> **TEXT FOR ANALYSIS**:
━━━

Intramolecular Disulfide Bridges of the Prolactin Receptor (PRLR) Short Form are Required for its Inhibitory Action on the Function of the Long form of the Receptor

Abstract

The short form (SF), S1b, of the PRLR can silence PRL‐induced activation of gene transcription by the long form (LF). This results from LF/SF heterodimerization and the absence of cytoplasmic (C) sequences in the SF partner, which are essential for STAT activation. Dimerization of PRLR variants is ligand‐independent and PRL is a conformational modifier inducing JAK/STAT signaling. Mutagenesis of SF's four conserved Cys (S1bX), which form two intramolecular S‐S bonds within the extracellular (EC) subdomain‐1 (D1) PRL binding region, eliminated its inhibitory action on LF and its PRL‐induced JAK phosphorylation (JAK‐P). Since constitutive JAK‐P was observed in WT S1b, this change suggests that S‐S provides the conformation for JAK binding to box‐1 (adjacent to the trans‐membrane domain) in the C domain. BRET50 showed decreased heterodimeric association of LF/S1bX and increased affinity in homodimerization of S1bX, which favors LF dimerization and PRL‐induced signaling. Computer simulations of the EC based on the X‐ray crystal structure of PRLR showed less bending of D1 in S1bX. A positive grove that could be a motif of ligand recognition was occluded in S1bX. Additional inter‐monomer hydrogen bonds observed in D1 of S1bX may cause groove occlusion and higher homodimerization affinity of S1bx. The conformation of the PRLR provided by S‐S bridges is essential for the inhibitory action of SF.

━━━

> **INFORMATION SHOWN**:
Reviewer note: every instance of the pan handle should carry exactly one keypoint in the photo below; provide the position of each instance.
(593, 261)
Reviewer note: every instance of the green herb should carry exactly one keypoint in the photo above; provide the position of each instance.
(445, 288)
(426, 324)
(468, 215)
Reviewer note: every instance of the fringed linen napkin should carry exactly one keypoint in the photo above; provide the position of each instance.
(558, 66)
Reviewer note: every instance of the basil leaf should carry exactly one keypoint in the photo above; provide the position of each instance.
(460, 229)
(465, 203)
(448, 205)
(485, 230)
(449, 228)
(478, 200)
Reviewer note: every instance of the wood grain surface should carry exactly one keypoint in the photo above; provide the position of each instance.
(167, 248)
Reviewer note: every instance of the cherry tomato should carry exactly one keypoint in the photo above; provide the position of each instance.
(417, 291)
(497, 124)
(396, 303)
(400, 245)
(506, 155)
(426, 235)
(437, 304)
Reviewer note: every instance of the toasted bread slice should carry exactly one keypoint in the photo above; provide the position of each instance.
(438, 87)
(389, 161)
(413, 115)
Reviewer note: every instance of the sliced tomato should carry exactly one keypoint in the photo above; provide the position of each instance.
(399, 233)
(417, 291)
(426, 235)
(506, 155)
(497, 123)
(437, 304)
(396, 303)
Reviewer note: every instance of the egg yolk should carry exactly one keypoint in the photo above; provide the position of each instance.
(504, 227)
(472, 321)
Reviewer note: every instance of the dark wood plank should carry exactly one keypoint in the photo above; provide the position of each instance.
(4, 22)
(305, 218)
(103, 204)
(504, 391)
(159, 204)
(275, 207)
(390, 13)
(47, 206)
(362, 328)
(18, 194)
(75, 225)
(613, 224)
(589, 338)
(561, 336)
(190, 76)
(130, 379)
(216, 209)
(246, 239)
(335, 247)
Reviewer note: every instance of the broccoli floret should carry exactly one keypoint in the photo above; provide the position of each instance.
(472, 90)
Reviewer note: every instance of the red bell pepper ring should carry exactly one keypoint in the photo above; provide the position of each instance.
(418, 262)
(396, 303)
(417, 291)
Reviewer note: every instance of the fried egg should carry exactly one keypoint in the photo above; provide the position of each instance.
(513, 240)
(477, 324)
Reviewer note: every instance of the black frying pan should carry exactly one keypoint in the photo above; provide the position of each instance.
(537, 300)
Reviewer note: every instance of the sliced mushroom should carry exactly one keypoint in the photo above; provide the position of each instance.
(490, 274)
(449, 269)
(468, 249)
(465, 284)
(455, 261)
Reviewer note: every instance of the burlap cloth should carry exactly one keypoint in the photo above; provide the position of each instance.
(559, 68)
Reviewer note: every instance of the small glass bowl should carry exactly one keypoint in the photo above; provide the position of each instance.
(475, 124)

━━━

> **PROBLEM TO WORK ON**:
In the prolactin receptor abstract, within which region of the short form do its four conserved Cys residues form two intramolecular S‐S bonds? Answer from the text alone.

> **SOLUTION TO THIS PROBLEM**:
Within the extracellular (EC) subdomain‐1 (D1) PRL binding region.